There is a common misconception that those people who commit suicide have made a rational decision between two options and picked the one that they thought was most suitable for them. I’ve read this many times, often in the context of, “I really miss him, but I respect his choice.”
For those of you lucky enough to have never experienced suicidal thoughts, I want to make something clear:
Suicide is not a choice. It is a compulsion.
Obviously, I can’t really speak individually for the million people a year who take their own lives, nor for the order of magnitude more that failed in their attempt. There are, in fact, reasons for a mentally healthy person to choose (perhaps even rationally) to take their own lives. However, I believe that most of the people that killed themselves last year did not have a choice.
Consider a different illness for a moment. Consider cancer. It is a horrible disease. When a patient is diagnosed with cancer, they know they may recover, or that they may die. They don’t have a choice in the matter. Many patients find reserves within them to battle the illness with every tool available to them. Others don’t. Some survive, many die. Some beat the illness for a period, only to have the disease attack them again several years later.
In the case of cancer deaths, the cells in the human body turn on the victim to the point that it can no longer support that body’s vital systems.
Contrary to popular belief, mental illness works in much the same way. Instead of cells, it is the patient’s brain that turns on them. Their thoughts attack them repeatedly and incessantly until, eventually, they are compelled to destroy the body that houses them. Suicide is the result of an untreated psychological cancer.

*How to complete this task:* Write the next part of the essay above on suicide as a compulsion rather than a choice.

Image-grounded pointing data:
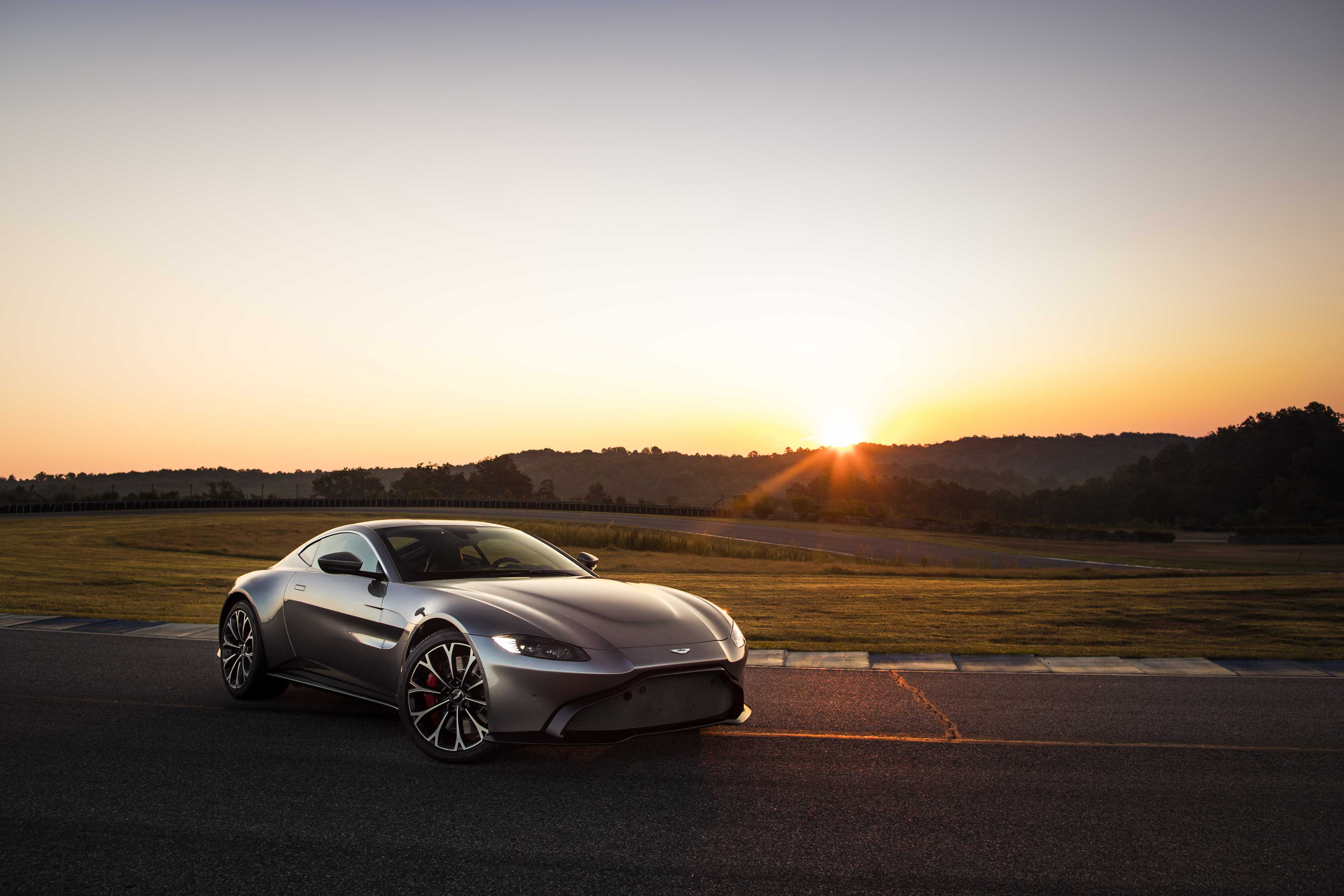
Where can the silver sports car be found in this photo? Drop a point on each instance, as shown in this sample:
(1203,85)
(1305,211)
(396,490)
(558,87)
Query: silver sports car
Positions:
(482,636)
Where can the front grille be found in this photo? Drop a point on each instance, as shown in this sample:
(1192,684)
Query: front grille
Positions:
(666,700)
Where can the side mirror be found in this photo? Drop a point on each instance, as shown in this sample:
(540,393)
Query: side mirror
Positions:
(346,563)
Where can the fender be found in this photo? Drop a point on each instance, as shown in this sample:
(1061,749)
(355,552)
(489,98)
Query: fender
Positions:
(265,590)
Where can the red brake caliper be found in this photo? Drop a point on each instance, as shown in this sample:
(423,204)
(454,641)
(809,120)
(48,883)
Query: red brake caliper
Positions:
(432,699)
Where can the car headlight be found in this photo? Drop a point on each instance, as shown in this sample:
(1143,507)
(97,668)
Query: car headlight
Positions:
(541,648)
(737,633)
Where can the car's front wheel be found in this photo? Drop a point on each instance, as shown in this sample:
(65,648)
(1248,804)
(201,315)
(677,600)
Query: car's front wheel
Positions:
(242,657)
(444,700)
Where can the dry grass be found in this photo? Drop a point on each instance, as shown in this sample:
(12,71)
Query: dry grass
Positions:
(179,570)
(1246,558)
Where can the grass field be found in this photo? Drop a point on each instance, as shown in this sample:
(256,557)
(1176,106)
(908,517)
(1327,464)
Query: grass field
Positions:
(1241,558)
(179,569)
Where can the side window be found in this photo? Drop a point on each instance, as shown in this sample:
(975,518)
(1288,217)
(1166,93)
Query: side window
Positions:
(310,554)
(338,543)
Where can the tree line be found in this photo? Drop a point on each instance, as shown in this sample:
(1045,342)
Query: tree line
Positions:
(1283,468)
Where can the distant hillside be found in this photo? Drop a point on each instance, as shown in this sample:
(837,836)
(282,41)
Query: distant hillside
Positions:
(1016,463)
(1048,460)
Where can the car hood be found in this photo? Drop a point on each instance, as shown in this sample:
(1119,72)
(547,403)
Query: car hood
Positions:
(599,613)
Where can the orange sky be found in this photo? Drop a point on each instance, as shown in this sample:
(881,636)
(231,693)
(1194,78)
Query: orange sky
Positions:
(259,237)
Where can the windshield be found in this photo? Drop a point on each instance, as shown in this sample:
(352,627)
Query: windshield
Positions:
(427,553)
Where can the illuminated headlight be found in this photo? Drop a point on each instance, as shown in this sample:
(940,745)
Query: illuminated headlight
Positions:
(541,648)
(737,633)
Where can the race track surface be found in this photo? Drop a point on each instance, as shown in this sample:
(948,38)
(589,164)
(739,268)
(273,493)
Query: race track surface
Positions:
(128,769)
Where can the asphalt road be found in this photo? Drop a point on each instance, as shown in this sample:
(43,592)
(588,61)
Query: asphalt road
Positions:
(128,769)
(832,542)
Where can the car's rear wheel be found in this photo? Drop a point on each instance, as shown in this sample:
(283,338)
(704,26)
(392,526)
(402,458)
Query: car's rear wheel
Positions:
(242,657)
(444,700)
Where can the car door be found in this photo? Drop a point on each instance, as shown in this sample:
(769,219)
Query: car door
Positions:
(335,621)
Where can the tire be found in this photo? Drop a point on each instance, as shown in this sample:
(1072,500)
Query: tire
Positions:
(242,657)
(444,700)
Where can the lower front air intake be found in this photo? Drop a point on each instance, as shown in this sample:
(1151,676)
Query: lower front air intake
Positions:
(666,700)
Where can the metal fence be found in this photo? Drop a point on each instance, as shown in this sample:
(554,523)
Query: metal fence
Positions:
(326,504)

--

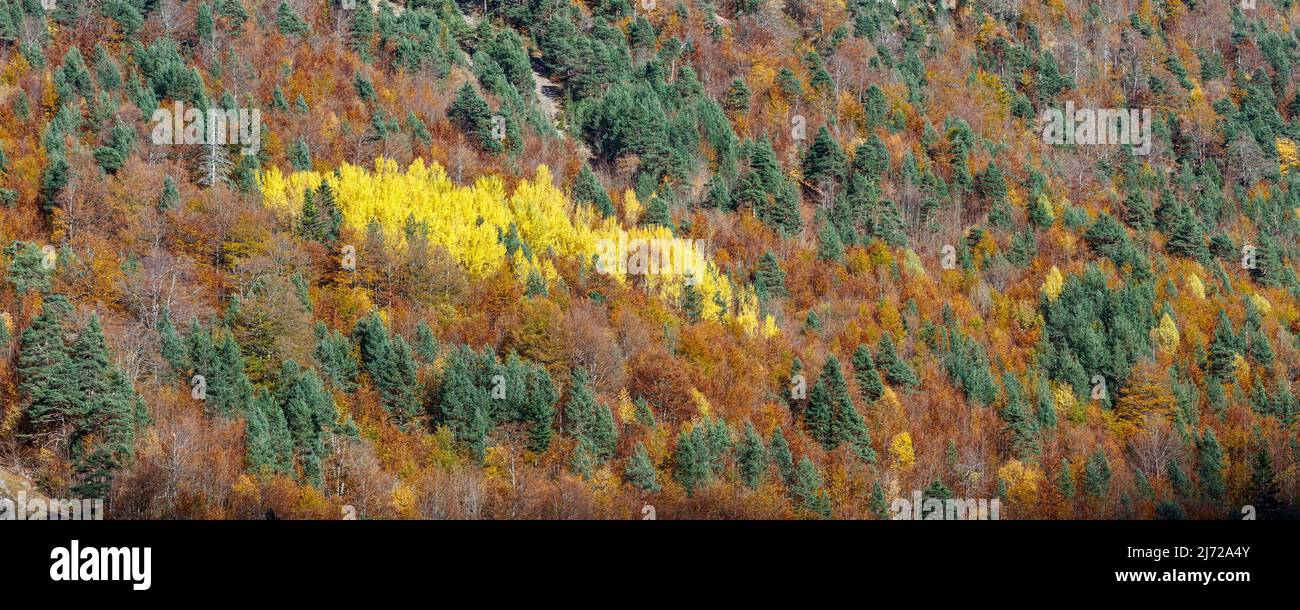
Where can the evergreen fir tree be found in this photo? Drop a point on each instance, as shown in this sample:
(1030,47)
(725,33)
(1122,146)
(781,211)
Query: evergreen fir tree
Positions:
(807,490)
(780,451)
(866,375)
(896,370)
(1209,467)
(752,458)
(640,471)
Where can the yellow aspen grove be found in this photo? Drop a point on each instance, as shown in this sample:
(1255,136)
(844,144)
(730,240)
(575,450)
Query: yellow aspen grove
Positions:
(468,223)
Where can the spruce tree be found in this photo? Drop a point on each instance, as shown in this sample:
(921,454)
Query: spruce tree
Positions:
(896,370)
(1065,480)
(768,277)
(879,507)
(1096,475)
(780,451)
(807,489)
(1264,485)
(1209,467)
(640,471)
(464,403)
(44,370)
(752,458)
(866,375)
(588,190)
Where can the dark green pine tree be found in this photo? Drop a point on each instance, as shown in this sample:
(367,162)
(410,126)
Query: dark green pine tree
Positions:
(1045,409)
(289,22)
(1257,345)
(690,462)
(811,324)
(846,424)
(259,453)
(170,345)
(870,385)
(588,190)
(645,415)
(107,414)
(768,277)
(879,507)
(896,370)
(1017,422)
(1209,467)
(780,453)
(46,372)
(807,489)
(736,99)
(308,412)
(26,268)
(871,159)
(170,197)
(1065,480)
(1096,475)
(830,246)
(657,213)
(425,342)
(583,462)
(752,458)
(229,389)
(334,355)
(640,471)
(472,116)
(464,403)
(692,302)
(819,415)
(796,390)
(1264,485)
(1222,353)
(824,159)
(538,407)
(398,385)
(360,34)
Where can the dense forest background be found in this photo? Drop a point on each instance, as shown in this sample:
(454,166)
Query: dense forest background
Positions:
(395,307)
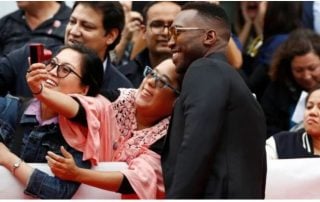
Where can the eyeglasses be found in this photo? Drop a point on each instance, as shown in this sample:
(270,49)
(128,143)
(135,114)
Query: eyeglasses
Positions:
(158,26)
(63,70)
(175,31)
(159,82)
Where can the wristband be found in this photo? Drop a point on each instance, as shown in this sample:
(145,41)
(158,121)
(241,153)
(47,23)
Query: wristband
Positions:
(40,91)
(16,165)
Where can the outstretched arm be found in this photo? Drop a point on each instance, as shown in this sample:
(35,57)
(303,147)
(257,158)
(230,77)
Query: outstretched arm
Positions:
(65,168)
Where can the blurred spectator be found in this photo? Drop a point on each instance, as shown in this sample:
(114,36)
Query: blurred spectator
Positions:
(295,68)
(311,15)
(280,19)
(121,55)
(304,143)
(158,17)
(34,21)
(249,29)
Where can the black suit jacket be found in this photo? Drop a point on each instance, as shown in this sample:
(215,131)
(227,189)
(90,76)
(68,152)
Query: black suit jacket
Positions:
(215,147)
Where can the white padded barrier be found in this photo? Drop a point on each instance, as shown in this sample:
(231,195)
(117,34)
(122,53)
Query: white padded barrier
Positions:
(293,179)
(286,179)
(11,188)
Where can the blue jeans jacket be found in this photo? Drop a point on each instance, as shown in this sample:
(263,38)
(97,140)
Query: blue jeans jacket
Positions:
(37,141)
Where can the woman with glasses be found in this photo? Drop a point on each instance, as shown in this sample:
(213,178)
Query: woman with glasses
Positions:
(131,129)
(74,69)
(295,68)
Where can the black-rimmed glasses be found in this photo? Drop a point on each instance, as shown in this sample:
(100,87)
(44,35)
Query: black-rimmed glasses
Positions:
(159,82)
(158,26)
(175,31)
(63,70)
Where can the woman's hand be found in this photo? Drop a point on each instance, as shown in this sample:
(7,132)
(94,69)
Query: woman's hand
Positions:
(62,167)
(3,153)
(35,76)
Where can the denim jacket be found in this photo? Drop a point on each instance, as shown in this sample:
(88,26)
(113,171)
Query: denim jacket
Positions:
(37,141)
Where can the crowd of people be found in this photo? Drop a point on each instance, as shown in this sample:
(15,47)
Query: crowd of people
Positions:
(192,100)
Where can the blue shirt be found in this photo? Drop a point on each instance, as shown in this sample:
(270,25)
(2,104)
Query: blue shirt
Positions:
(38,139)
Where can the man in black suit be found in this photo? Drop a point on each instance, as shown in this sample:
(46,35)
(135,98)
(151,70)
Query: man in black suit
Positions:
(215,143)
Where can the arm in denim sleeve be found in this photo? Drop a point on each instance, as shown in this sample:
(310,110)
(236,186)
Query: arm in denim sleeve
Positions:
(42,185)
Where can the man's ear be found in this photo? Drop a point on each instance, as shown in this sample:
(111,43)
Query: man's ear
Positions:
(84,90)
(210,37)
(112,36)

*Answer area:*
Suicide ultimately arrives when the victim believes they do not have a choice. It becomes the only option. Suicidal thoughts begin as general thoughts about death. This leads to thoughts about the patient’s own death.They becomes obsessed, and begin to think about ways to actualize one or more of these scenarios. What options do they have, what tools can they use? Next, they are compelled to pick a time. If nothing changes, the time comes, and they die.
I speak from experience. Suicidal thoughts were my constant companion for twenty years, starting at the tender age of eight. At various times, I have reached the point where I believed I had no other options. I chose dates for my death. Luckily, phrases like, “I’d rather see you institutionalized than dead,” or “Do you need to be hospitalized” helped me realize there was something I hadn’t tried yet. I survived. At the moment, I am in remission, and I am optimistic that my “cancer” will not return.
So now, when I hear someone say, “It’s hard to deal with, but I respect her choice,” I hear the truth: “I am pretending she had a choice rather than admit that I didn’t give them the choice she needed.” Saying a suicide case had a choice is as insulting to their memory as suggesting that a cancer victim should have chosen to fight harder or a rape victim should have dressed differently.